AIM: Pictures stay out of the copy; set down each line of the listing below exactly.

SOURCE RECORDS:
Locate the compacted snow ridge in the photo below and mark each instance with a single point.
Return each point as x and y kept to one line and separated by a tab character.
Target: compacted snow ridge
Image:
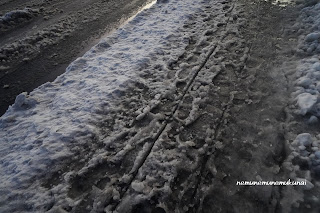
307	85
168	112
54	128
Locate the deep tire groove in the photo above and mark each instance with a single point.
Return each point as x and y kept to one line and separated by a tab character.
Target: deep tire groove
170	118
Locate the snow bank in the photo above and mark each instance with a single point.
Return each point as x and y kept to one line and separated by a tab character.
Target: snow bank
308	72
303	161
59	120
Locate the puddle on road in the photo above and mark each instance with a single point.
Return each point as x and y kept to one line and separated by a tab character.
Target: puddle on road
123	21
142	9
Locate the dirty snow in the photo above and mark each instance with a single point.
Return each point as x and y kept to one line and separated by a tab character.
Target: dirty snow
55	120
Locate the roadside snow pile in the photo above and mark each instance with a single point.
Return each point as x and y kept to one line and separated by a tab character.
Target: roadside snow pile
59	120
308	72
304	159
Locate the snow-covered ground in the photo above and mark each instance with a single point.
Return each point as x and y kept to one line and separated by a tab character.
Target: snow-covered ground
55	121
117	128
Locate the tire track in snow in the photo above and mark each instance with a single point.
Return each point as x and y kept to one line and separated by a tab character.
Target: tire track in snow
177	106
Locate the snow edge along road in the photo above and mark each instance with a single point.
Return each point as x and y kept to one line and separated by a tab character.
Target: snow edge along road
57	120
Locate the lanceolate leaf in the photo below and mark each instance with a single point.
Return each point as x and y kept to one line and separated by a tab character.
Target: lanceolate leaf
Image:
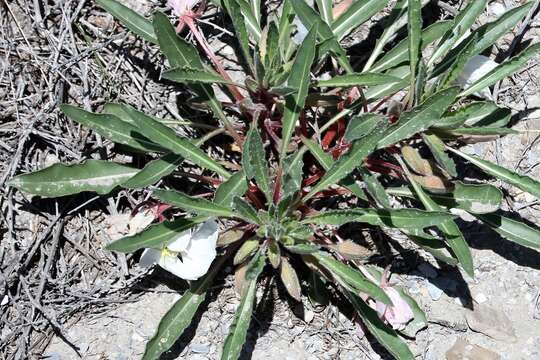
245	211
437	149
61	180
349	161
192	75
181	54
351	277
153	171
236	185
522	182
488	34
167	137
358	79
191	204
503	70
400	53
420	118
156	236
238	330
463	22
384	335
451	232
356	15
111	127
513	230
299	79
254	161
180	316
361	125
395	218
132	20
327	161
414	26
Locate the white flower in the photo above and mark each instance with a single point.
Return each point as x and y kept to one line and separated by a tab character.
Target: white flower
474	70
181	7
197	250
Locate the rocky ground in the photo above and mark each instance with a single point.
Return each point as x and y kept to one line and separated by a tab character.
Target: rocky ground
96	305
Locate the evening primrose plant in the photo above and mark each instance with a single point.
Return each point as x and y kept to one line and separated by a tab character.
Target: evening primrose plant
306	142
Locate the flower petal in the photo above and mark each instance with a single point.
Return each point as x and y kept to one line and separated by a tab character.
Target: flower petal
149	257
400	313
181	242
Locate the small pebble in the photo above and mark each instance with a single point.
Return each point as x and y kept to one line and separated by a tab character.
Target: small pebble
200	348
434	291
428	270
480	298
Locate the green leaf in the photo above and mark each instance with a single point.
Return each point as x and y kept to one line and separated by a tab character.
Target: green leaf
420	118
167	137
462	22
192	75
237	332
522	182
469	114
155	236
488	34
111	127
236	185
393	22
180	315
251	19
357	79
254	161
245	251
459	65
351	277
451	232
298	79
414	27
154	171
379	91
384	335
503	70
192	204
292	175
513	230
61	180
239	22
325	9
400	53
356	14
359	150
180	53
131	19
375	188
477	199
309	18
246	211
361	125
436	146
289	278
394	218
327	161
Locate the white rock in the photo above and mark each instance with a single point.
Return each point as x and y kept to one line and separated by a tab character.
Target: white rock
480	298
497	9
474	70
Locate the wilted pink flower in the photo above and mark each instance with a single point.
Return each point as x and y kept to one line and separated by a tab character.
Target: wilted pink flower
399	313
182	7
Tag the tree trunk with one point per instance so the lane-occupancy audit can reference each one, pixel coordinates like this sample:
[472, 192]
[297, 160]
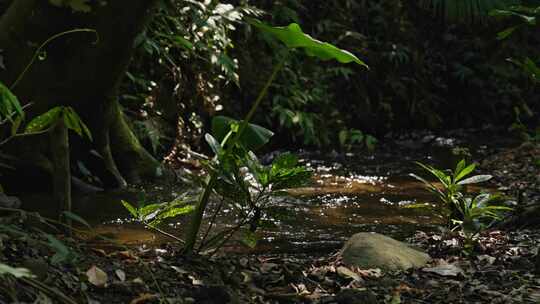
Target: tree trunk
[81, 71]
[61, 169]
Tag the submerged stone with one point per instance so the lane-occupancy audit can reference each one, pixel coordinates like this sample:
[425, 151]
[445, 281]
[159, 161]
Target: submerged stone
[372, 250]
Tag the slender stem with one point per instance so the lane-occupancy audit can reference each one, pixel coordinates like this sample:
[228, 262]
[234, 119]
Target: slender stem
[212, 222]
[44, 44]
[198, 215]
[257, 102]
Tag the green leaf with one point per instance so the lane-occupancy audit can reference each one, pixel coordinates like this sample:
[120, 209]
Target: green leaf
[475, 179]
[44, 121]
[16, 272]
[254, 136]
[9, 104]
[183, 42]
[74, 122]
[213, 143]
[131, 209]
[293, 37]
[464, 172]
[371, 142]
[284, 161]
[507, 32]
[250, 239]
[176, 211]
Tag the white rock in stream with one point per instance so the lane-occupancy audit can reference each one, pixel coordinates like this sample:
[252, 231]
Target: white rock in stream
[372, 250]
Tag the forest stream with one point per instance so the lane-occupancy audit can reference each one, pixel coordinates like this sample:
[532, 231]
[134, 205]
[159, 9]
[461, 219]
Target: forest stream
[350, 193]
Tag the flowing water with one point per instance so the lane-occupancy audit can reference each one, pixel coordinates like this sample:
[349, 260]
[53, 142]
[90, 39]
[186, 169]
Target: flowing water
[350, 193]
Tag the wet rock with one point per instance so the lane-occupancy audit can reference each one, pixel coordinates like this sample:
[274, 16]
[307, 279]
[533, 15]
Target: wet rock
[9, 201]
[212, 295]
[353, 296]
[373, 250]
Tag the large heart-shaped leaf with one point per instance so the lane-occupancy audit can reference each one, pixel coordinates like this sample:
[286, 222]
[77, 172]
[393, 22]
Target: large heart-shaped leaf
[9, 104]
[293, 37]
[253, 137]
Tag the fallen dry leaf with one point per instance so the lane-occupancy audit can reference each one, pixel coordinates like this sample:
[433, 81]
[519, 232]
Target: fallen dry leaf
[348, 274]
[96, 276]
[144, 298]
[120, 274]
[445, 270]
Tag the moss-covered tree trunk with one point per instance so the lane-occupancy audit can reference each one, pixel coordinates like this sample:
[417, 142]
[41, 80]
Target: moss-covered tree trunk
[79, 70]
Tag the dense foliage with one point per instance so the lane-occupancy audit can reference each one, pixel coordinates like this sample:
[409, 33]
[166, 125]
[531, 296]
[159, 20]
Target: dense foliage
[427, 71]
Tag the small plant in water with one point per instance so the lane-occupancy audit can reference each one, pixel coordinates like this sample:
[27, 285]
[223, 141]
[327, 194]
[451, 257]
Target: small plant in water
[234, 172]
[464, 212]
[473, 210]
[452, 183]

ANSWER TO THIS PROBLEM:
Locate the compacted snow ridge in the photo below and mark each instance with a single point.
Return each point as x and y kept to one line and separated by a tab character.
Target: compacted snow ridge
Image:
307	85
168	112
54	128
Locate the deep tire groove in the photo above and mark each instance with a single point.
Return each point as x and y kept to one line and separated by a tab character.
Target: deep tire groove
170	118
Locate the snow bank in the photo above and mark each instance with a single point.
Return each point as x and y kept to one line and separated by a tab character.
Target: snow bank
308	72
303	161
59	120
Locate the puddle on road in the photo above and mark each instance with a single point.
Return each point as x and y kept to one line and separated by a tab character.
Target: puddle on road
123	21
142	9
Locate the dirty snow in the photo above and mark each instance with a single point.
Return each point as x and y kept to one line and separated by a tab character.
Target: dirty snow
55	120
Locate the roadside snow pile in the photo above and mark each instance with a single point.
Return each point as x and y kept to one line and separated by a tab character.
Target: roadside snow pile
59	120
308	72
304	159
Locate the snow-covered ground in the photo above and mark each instance with a single point.
Return each point as x and y kept to one line and separated by a tab character.
Target: snow-covered ground
55	121
117	128
Locate the tire track in snow in the photo above and mark each instance with a single point.
Return each point as x and y kept to one line and separated by a tab character.
Target: tire track in snow
177	106
Locate the snow edge along road in the photo above and mark each instance with a single point.
Return each point as x and y kept to one line and separated by a tab character.
Target: snow edge along road
57	120
Locate the lanceolate leaf in the photo below and mark each instance with a single point.
Return each point as x and y kept to one line and separated by a tab character.
Target: lanceolate leaf
Image:
245	211
437	149
61	180
349	161
192	75
181	54
351	277
153	171
236	185
522	182
488	34
167	137
358	79
191	204
503	70
400	53
420	118
156	236
238	330
463	22
384	335
451	232
356	15
111	127
513	230
299	79
254	161
180	316
361	125
395	218
132	20
327	161
414	26
Locate the white flower in the photo above and mark each instance with a single point.
Return each point as x and y kept to one line and separated by a tab character.
Target: white flower
474	70
181	7
197	250
Locate the rocky ground in the photo above and mark each instance with a single point.
Return each point as x and y kept to one line and separated by a tab character.
Target: rocky ground
96	305
Locate the evening primrose plant in the photo above and mark each instance with a single point.
Return each point as x and y kept to one line and separated by a tab character.
Target: evening primrose plant
306	142
Locate the flower petal in the photo above and mark each instance with a single point.
Return each point as x and y kept to one line and separated by a tab character.
Target: flower petal
149	257
400	313
181	242
Locate the small pebble in the photo above and mark each instance with a single point.
Return each point as x and y kept to one line and separated by a tab character.
Target: small pebble
200	348
434	291
428	270
480	298
Locate the green leaf in the photo above and mark each instance with a single point.
Return each point as x and y kept to one line and separated by a tab character.
Target: green leaf
420	118
167	137
462	22
192	75
237	332
522	182
469	114
155	236
488	34
111	127
236	185
393	22
180	315
251	19
357	79
254	161
245	251
459	65
351	277
451	232
298	79
414	27
154	171
379	91
384	335
503	70
192	204
292	175
513	230
61	180
239	22
325	9
400	53
356	14
359	150
180	53
131	19
375	188
477	199
309	18
246	211
361	125
436	146
289	278
394	218
327	161
Locate the white rock in the photo above and mark each instance with a single point.
Return each point as x and y kept to one line and separated by a tab character.
Target: white rock
480	298
497	9
474	70
Locate the wilted pink flower in the photo above and mark each instance with a single point.
Return each point as x and y kept to one line and separated by a tab character.
Target: wilted pink flower
399	313
182	7
Tag the tree trunk with one point per instance so the lane-occupancy audit can reference each one, pixel coordinates like this sample:
[472, 192]
[297, 160]
Target: tree trunk
[81, 71]
[61, 169]
Tag the submerged stone with one point per instance so the lane-occupancy audit can reference each one, pixel coordinates like this sample:
[425, 151]
[445, 281]
[159, 161]
Target: submerged stone
[372, 250]
Tag the slender stem with one point per instance so the lane-occupancy audit can reference each one, pixel coordinates like this sample:
[228, 262]
[234, 119]
Target: slender stem
[212, 222]
[44, 44]
[198, 215]
[257, 102]
Tag the green leaf with one point per instance so the lane-occupancy audit can reference each one, pixel coordinates like this sample:
[120, 209]
Target: green leaf
[475, 179]
[44, 121]
[16, 272]
[254, 136]
[9, 104]
[183, 42]
[74, 122]
[213, 143]
[131, 209]
[293, 37]
[464, 172]
[371, 142]
[284, 161]
[507, 32]
[250, 239]
[176, 211]
Tag the white rock in stream with one point per instance so the lane-occupancy audit can reference each one, pixel coordinates like this sample:
[252, 231]
Target: white rock in stream
[372, 250]
Tag the forest stream with one point per instance so the lane-occupancy audit can reference each one, pixel coordinates like this sample:
[532, 231]
[134, 205]
[159, 9]
[461, 219]
Target: forest stream
[350, 193]
Tag the flowing water with one point per instance so the lane-occupancy audit can reference each one, pixel coordinates like this sample:
[349, 260]
[53, 142]
[90, 39]
[186, 169]
Target: flowing water
[350, 193]
Tag the wet rock with one point per instance so the lane-occupancy audit can reference each one, pixel coordinates like this sample:
[274, 16]
[307, 279]
[533, 15]
Target: wet rock
[9, 201]
[212, 295]
[353, 296]
[373, 250]
Tag the large heart-shaped leaf with one point per instance so the lane-occupancy audit can reference each one, pixel coordinates like this sample:
[286, 222]
[77, 172]
[393, 22]
Target: large heart-shaped leaf
[9, 104]
[293, 37]
[253, 137]
Tag the fallen dry leaf with one point per instance so the lane-occupancy audit can reference each one, pixel coordinates like this sample:
[433, 81]
[519, 232]
Target: fallen dry leaf
[348, 274]
[96, 276]
[144, 298]
[120, 274]
[445, 270]
Tag the moss-covered tree trunk with one point per instance so the lane-occupancy audit can reference each one, pixel coordinates like this sample:
[417, 142]
[41, 80]
Target: moss-covered tree trunk
[79, 70]
Tag the dense foliage with one point per instance so the lane-occupancy audit can reference each one, pixel coordinates like this sample:
[409, 33]
[166, 125]
[531, 296]
[159, 20]
Target: dense foliage
[427, 71]
Tag the small plant in water with one point per instance so the lane-occupancy audit can reference each one, pixel coordinates like this sample:
[27, 285]
[223, 141]
[327, 194]
[451, 257]
Target: small plant in water
[234, 172]
[464, 212]
[473, 210]
[452, 183]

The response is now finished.